======== RECORDS SUPPLIED ========

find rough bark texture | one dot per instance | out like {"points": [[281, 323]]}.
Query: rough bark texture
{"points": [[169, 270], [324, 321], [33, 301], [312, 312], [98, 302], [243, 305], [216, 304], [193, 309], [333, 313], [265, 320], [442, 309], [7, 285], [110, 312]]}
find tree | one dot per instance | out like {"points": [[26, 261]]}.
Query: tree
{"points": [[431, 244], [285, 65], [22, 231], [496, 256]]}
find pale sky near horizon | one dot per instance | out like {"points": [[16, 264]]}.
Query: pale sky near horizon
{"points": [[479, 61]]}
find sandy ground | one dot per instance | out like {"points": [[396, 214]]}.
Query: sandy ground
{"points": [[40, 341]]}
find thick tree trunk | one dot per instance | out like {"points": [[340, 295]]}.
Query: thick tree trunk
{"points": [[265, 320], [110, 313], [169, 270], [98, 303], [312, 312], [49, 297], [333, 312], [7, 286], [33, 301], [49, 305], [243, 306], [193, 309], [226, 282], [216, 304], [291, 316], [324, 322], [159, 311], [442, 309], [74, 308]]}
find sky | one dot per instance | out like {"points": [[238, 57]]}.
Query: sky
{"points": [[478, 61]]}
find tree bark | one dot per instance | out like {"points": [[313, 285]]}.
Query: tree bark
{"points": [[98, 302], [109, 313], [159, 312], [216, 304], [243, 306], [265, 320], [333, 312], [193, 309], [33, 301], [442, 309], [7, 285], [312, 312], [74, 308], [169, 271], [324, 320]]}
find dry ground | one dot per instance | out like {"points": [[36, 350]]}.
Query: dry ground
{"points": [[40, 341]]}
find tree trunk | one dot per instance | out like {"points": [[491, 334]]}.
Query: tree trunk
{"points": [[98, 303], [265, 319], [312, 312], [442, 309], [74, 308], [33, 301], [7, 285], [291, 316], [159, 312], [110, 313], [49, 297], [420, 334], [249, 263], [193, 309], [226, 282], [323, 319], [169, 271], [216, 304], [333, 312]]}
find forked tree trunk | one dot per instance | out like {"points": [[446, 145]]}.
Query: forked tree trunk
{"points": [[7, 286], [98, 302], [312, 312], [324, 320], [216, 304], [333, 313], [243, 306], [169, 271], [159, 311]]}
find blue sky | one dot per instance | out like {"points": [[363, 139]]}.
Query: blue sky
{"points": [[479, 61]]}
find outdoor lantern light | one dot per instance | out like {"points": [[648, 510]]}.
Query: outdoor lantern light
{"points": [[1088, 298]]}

========

**TASK ITEM**
Please give again the lines above between the line holding "find thick tree" and the line holding "find tree trunk", inclusive, exactly as they are and with nothing added.

**TASK RESULT**
find thick tree trunk | one dot per instance | out like {"points": [[340, 295]]}.
Query: thick tree trunk
{"points": [[265, 320], [110, 313], [169, 270], [98, 303], [312, 312], [49, 297], [333, 312], [7, 286], [33, 301], [49, 305], [243, 306], [193, 309], [226, 282], [216, 304], [291, 316], [324, 322], [159, 311], [442, 309], [74, 308]]}
find sky | one dot per instance | out like {"points": [[238, 57]]}.
Query: sky
{"points": [[478, 61]]}
find tree bark | one dot per instance | out like {"points": [[313, 285]]}.
Query: tree bark
{"points": [[98, 302], [109, 313], [159, 312], [216, 304], [243, 306], [265, 320], [333, 312], [193, 309], [33, 301], [442, 309], [7, 285], [312, 312], [74, 308], [169, 271], [324, 320]]}
find dry ground | one dot per instance | out like {"points": [[36, 350]]}.
Query: dry ground
{"points": [[40, 341]]}
find tree trunk | one dot per instance | out like {"points": [[491, 334]]}.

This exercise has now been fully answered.